## start GIVEN RECORDS

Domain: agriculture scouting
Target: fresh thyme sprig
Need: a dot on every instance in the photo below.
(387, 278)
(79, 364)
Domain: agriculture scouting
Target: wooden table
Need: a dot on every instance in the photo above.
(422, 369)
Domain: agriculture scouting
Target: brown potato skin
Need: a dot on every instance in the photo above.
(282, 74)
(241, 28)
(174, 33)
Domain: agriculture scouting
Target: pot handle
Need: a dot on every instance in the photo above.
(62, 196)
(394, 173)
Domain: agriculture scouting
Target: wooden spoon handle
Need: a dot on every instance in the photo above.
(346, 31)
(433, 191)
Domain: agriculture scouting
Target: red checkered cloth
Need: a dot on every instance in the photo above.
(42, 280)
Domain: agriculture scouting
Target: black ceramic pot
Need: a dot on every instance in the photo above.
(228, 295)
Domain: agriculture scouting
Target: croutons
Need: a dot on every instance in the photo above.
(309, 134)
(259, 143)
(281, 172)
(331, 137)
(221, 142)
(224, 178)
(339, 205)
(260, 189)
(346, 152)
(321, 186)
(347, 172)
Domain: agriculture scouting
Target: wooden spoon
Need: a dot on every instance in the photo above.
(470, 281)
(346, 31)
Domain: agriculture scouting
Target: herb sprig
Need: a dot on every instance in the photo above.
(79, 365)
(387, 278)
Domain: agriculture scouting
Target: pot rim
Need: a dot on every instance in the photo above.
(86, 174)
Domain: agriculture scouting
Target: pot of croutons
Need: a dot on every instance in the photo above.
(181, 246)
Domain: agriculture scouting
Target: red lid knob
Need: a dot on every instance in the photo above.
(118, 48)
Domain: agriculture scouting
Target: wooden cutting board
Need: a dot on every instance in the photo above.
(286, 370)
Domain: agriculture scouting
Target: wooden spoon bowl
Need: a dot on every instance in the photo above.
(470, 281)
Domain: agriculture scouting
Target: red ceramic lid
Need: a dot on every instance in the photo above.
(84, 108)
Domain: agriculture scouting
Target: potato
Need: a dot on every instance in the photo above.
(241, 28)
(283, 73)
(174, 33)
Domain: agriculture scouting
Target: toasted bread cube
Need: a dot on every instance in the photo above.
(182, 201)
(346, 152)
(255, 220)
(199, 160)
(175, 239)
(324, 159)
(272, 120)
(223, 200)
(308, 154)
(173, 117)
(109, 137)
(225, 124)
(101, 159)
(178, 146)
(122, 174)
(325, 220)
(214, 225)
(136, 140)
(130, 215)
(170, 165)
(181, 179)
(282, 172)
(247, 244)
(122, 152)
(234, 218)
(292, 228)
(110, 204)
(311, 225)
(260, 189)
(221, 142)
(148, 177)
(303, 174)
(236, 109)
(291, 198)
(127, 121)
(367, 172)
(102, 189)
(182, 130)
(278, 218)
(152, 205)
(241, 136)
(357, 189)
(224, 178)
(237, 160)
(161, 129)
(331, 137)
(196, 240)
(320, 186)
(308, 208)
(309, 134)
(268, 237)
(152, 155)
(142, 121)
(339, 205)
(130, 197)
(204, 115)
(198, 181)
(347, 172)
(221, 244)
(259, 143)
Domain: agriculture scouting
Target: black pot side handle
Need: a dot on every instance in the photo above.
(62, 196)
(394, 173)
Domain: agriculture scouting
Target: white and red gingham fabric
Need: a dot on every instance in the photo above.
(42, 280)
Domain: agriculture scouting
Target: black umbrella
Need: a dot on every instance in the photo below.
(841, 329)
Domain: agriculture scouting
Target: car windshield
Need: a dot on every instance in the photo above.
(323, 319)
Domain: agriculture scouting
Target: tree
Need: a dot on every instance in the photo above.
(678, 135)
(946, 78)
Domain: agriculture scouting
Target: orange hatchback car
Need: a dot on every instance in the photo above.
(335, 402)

## end GIVEN RECORDS

WHAT IS REQUIRED:
Retype the whole listing above exactly.

SOLUTION FOR THIS EXERCISE:
Domain: agriculture scouting
Target: fresh thyme sprig
Need: a dot on every instance in the photo below.
(387, 278)
(79, 364)
Domain: agriculture scouting
Target: wooden table
Need: a dot on every instance in the photo above.
(422, 369)
Domain: agriculture scouting
Target: brown potato skin
Need: a dot on every instance in the photo above.
(282, 74)
(241, 28)
(174, 33)
Domain: agriculture scouting
Target: pot handle
Need: a dot on every instance in the photo above.
(62, 196)
(394, 173)
Domain: agriculture scouting
Target: wooden spoon handle
Need: a dot on every instance in the photo above.
(346, 31)
(433, 191)
Domain: agriculture scouting
Target: red checkered cloth
Need: a dot on every instance in the photo above.
(42, 280)
Domain: agriculture scouting
Target: black ceramic pot
Need: a dot on every instance in the photo above.
(228, 295)
Domain: agriculture scouting
Target: croutons
Need: a dot on every instance in the photo above.
(309, 134)
(259, 143)
(281, 172)
(331, 137)
(221, 142)
(224, 178)
(339, 205)
(260, 189)
(346, 152)
(321, 186)
(347, 172)
Domain: agriculture scouting
Target: wooden spoon
Need: a dot on every instance in the photo above.
(470, 281)
(346, 31)
Domain: agriculture scouting
Target: herb sprig
Need: a dot on every instance in the photo above.
(79, 365)
(387, 278)
Domain: agriculture scouting
Target: pot rim
Need: a dot on every instance in the photo above.
(86, 174)
Domain: agriculture scouting
Target: pot of croutons
Need: a dot on every instance in the photo above.
(181, 246)
Domain: agriculture scouting
Target: red lid knob
Need: a dot on every instance in the photo above.
(118, 48)
Domain: agriculture scouting
Target: wooden cutting board
Need: a dot on every instance in the photo above.
(286, 370)
Domain: agriculture scouting
Target: wooden spoon bowl
Need: a dot on every instance in the photo above.
(470, 281)
Domain: agriculture scouting
Target: red ceramic lid
Need: a dot on every instance in the photo above.
(84, 108)
Domain: agriculture scouting
Target: potato
Need: a dot on every instance in the photo above.
(241, 28)
(283, 73)
(174, 33)
Domain: agriculture scouting
Target: toasted bread cube
Need: a dot on every instance in the photo above.
(182, 201)
(346, 152)
(255, 220)
(199, 160)
(175, 239)
(324, 159)
(272, 120)
(223, 200)
(308, 154)
(173, 117)
(109, 137)
(225, 124)
(101, 159)
(178, 146)
(122, 174)
(325, 220)
(214, 225)
(136, 140)
(130, 215)
(170, 165)
(181, 179)
(282, 172)
(247, 244)
(122, 152)
(234, 218)
(292, 228)
(110, 204)
(311, 225)
(260, 189)
(221, 142)
(148, 177)
(303, 174)
(236, 109)
(291, 198)
(127, 121)
(367, 172)
(102, 189)
(182, 130)
(278, 218)
(152, 205)
(241, 136)
(357, 189)
(224, 178)
(237, 160)
(161, 129)
(331, 137)
(196, 240)
(320, 186)
(308, 208)
(309, 134)
(268, 237)
(152, 155)
(142, 121)
(339, 205)
(130, 197)
(204, 115)
(198, 181)
(347, 172)
(221, 244)
(259, 143)
Domain: agriculture scouting
Target: black pot side handle
Need: a dot on every instance in the photo above.
(62, 196)
(394, 173)
Domain: agriculture scouting
Target: white and red gingham fabric
Need: a dot on every instance in the photo above.
(42, 280)
Domain: agriculture scouting
Target: black umbrella
Need: a dot on every instance in the photo below.
(841, 329)
Domain: agriculture scouting
Target: car windshield
Need: a dot on every instance in the photo above.
(323, 319)
Domain: agriculture scouting
Target: tree
Need: a dot on every instance in the photo above.
(678, 135)
(946, 78)
Domain: agriculture scouting
Target: orange hatchback car
Need: a dot on every instance in the photo above.
(335, 402)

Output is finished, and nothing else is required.